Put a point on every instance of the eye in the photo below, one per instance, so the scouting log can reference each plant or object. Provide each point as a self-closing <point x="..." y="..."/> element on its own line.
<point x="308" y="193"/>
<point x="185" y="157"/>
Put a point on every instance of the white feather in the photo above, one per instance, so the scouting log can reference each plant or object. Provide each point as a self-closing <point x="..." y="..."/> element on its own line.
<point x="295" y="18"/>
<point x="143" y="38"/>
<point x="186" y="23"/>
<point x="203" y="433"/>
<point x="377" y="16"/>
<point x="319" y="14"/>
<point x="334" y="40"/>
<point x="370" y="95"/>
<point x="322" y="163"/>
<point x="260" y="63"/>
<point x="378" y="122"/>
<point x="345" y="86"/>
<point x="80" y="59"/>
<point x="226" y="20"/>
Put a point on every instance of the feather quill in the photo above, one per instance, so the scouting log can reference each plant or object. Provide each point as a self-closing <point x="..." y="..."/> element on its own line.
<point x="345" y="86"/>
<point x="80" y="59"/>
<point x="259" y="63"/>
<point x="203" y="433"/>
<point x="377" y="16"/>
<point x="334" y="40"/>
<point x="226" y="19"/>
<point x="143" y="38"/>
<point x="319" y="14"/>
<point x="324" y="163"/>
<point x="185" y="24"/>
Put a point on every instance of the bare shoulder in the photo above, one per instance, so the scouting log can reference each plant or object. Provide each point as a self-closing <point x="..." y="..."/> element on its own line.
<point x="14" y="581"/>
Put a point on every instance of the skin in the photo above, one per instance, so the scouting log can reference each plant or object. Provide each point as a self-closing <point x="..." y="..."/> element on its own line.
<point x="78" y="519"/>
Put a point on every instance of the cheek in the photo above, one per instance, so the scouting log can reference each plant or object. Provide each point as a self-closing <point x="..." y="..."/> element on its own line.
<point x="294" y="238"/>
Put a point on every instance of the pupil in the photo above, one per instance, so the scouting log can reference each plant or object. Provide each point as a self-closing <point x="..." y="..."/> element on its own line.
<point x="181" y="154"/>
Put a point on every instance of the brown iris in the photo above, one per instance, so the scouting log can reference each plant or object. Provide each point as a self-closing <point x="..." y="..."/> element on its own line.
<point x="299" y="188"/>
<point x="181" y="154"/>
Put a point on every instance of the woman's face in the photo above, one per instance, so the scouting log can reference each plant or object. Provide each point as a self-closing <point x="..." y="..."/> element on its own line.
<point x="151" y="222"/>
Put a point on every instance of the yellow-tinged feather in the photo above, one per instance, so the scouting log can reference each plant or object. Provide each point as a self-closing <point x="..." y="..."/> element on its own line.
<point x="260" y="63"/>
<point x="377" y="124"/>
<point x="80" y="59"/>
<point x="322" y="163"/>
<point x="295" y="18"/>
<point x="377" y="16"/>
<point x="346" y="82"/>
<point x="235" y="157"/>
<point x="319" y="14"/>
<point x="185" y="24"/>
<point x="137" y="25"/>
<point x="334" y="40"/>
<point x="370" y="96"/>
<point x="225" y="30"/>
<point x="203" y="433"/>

-------

## Exercise
Once you have read the listing above, set it down again without alteration.

## Output for this exercise
Put a point on every instance of the eye in the photo below, one per instance, so the scouting log can reference each plant or object. Provide each point as a self-closing <point x="..." y="..."/> element on its own line.
<point x="308" y="193"/>
<point x="185" y="157"/>
Put a point on every instance of the white feather in the photo above, one per instance, so the scouting log can reference each plant or object. Provide each point as a self-closing <point x="..." y="..."/> element on its own line.
<point x="295" y="18"/>
<point x="143" y="38"/>
<point x="186" y="23"/>
<point x="203" y="433"/>
<point x="377" y="16"/>
<point x="319" y="14"/>
<point x="334" y="40"/>
<point x="370" y="95"/>
<point x="322" y="163"/>
<point x="260" y="63"/>
<point x="378" y="122"/>
<point x="345" y="86"/>
<point x="80" y="59"/>
<point x="226" y="20"/>
Put a point on every instance of the feather quill in the photo above, one per instance, so the scouting log can reference each plant or object. Provide each point as a self-closing <point x="..." y="..."/> element on its own line.
<point x="345" y="86"/>
<point x="80" y="59"/>
<point x="259" y="63"/>
<point x="203" y="433"/>
<point x="377" y="16"/>
<point x="334" y="40"/>
<point x="226" y="19"/>
<point x="143" y="38"/>
<point x="319" y="14"/>
<point x="324" y="163"/>
<point x="185" y="24"/>
Put a point on every instance of the bare shoulder in the photo above, one per instance, so the scouting log can reference each plant or object. Provide each point as a self-closing <point x="..." y="..."/> element on its own line.
<point x="14" y="581"/>
Put a point on every instance of the skin in the photo above, one per instance, so the scouting log can reference each plant or object. Provide each point as a self-closing <point x="..." y="..."/> element on its own line.
<point x="78" y="519"/>
Put a point on every instance of the cheek in the photo above, one per instance, so the scouting log can reference each plant or object. Provide each point as a self-closing <point x="..." y="..."/> element on its own line.
<point x="294" y="238"/>
Put a point on every instance of the pupil in the photo above, one per instance, so the scouting log can reference each plant or object. Provide each point as a self-closing <point x="..." y="..."/> element on its own line.
<point x="181" y="154"/>
Put a point on every instance of the brown iris in the photo above, one per instance, so the scouting log can reference each plant or object. Provide each point as a self-closing <point x="..." y="..."/> element on its own line.
<point x="299" y="188"/>
<point x="181" y="154"/>
Put a point on every instance of the woman's face in the photo above, one per instance, so the scouting log can reference each plant or object. Provide each point as a self-closing <point x="..." y="..."/> element on its own line.
<point x="151" y="222"/>
Put a point on every instance of the yellow-tinged feather in the photo above, one per instance, so the scouting log can reference each plant or object. Provide each point as a self-closing <point x="..." y="..."/> element on its own line.
<point x="260" y="63"/>
<point x="377" y="124"/>
<point x="80" y="59"/>
<point x="322" y="163"/>
<point x="295" y="18"/>
<point x="377" y="16"/>
<point x="346" y="82"/>
<point x="235" y="157"/>
<point x="319" y="14"/>
<point x="185" y="24"/>
<point x="137" y="25"/>
<point x="334" y="40"/>
<point x="370" y="96"/>
<point x="225" y="30"/>
<point x="203" y="433"/>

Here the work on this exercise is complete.